**Your instructions**
Reproduce the passage of the article on parental abduction and police response from "Local law enforcement generally" to "from local law enforcement.", copying it word for word.

--- Selected passage Enclosed Below ---

Tuesday, July 21, 2009

Parental abduction wisdom, pt 2: The police won't help you

by Sean Cruz

Portland, Oregon--There are strict laws on the books regarding child abduction, Oregon statutes that might serve as a deterrent to child-snatching were it not for their lax enforcement.

The non-enforcement of these laws has several causes, but the most important among them, and the most disastrous to a family severed by a kidnapping, lies in the attitudes of policing agencies, the legal profession and the courts towards the issue of parental and family abduction itself.

These attitudes shape what is possible in the real world, when your child vanishes with a family member or with the connivance of a family member.

Local law enforcement generally will not take your claim that your child was kidnapped seriously, and despite the fact that the 14th Amendment guarantees equal protection under the law, fathers are far less likely than mothers to see a priority status attached to a police report. They are going to assume that you, the father, did something wrong….

This fact alone shapes the attitudes of others (if the police aren’t concerned, why should I be?) and cuts your options down severely.

When your child disappears, the first thing you do is call 911, which brings a response of some sort from local law enforcement.

There is no statewide policy regarding how these cases are handled. It is all up to local law enforcement and the district attorney.

If you call the Oregon State Police or the FBI, they will refer you back to local law enforcement. Makes no difference if the child has been taken out of state. They will want to see a report from local law enforcement (which isn’t likely to be issued).

--- End of Enclosed Selected passage ---
--- Information provided Enclosed Below ---

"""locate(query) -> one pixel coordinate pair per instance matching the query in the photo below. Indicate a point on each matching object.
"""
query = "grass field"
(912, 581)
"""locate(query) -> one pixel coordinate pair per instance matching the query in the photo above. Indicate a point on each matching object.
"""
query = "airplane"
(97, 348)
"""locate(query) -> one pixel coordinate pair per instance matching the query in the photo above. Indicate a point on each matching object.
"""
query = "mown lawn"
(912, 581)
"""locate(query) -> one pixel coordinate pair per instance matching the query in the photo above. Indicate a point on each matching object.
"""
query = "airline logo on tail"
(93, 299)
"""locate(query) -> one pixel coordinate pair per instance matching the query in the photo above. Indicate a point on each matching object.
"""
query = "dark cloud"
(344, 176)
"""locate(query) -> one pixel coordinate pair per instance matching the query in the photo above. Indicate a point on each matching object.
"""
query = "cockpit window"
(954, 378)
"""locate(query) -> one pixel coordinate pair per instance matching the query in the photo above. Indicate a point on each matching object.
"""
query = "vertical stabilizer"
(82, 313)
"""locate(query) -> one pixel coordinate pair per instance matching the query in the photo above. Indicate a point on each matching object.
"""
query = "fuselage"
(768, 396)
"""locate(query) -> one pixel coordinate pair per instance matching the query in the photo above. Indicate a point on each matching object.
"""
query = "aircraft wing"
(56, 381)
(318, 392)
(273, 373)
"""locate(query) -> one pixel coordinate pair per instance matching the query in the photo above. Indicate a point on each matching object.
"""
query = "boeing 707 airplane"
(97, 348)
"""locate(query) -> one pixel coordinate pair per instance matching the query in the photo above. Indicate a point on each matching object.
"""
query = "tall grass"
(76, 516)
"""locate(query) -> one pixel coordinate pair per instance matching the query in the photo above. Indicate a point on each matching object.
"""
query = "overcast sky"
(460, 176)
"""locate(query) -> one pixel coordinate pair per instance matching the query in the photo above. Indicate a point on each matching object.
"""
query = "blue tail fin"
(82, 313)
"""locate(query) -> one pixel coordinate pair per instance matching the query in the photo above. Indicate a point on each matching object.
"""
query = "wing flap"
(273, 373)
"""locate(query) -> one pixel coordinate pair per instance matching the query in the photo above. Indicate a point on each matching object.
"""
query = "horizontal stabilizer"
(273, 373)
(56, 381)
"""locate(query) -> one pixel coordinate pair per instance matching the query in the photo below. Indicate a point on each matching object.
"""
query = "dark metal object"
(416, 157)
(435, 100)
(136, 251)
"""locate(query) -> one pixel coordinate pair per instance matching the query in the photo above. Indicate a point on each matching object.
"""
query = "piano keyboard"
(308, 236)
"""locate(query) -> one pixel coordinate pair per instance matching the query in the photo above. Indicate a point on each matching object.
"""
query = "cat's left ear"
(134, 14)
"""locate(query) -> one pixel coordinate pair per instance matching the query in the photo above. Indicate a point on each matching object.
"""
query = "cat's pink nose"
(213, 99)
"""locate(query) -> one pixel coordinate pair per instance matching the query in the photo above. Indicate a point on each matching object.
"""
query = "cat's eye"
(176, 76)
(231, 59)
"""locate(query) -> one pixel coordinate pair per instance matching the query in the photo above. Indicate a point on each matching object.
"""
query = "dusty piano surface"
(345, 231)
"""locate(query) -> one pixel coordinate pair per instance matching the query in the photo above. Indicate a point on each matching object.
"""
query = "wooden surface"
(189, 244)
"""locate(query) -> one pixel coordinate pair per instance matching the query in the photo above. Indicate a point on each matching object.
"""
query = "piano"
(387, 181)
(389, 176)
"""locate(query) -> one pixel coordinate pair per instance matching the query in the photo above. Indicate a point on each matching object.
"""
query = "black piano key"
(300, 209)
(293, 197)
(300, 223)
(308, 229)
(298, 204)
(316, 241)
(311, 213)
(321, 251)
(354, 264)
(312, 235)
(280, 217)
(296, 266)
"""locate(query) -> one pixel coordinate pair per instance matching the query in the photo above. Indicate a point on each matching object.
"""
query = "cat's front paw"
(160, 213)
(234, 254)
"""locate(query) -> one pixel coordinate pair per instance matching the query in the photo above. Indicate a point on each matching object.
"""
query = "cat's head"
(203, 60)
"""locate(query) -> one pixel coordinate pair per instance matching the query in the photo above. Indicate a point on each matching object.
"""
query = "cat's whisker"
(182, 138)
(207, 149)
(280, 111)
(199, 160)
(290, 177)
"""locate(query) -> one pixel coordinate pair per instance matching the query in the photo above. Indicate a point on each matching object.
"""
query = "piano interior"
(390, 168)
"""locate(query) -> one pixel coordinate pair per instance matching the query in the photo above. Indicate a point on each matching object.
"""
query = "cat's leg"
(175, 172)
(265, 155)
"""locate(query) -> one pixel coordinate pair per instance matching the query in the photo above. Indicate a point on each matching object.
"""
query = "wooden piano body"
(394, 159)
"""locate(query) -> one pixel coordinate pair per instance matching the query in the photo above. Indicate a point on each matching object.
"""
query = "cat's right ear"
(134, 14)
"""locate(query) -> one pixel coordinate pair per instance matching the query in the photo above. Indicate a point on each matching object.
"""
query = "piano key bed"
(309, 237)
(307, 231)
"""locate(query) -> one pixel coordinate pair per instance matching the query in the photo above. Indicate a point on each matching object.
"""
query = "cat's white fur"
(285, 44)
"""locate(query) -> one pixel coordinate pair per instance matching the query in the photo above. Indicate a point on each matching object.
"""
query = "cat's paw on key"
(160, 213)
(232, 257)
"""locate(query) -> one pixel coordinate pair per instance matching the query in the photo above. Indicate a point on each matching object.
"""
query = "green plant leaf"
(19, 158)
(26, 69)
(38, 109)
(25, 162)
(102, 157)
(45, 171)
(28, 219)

--- End of Enclosed Information provided ---

**Output for this task**
Local law enforcement generally will not take your claim that your child was kidnapped seriously, and despite the fact that the 14th Amendment guarantees equal protection under the law, fathers are far less likely than mothers to see a priority status attached to a police report. They are going to assume that you, the father, did something wrong….

This fact alone shapes the attitudes of others (if the police aren’t concerned, why should I be?) and cuts your options down severely.

When your child disappears, the first thing you do is call 911, which brings a response of some sort from local law enforcement.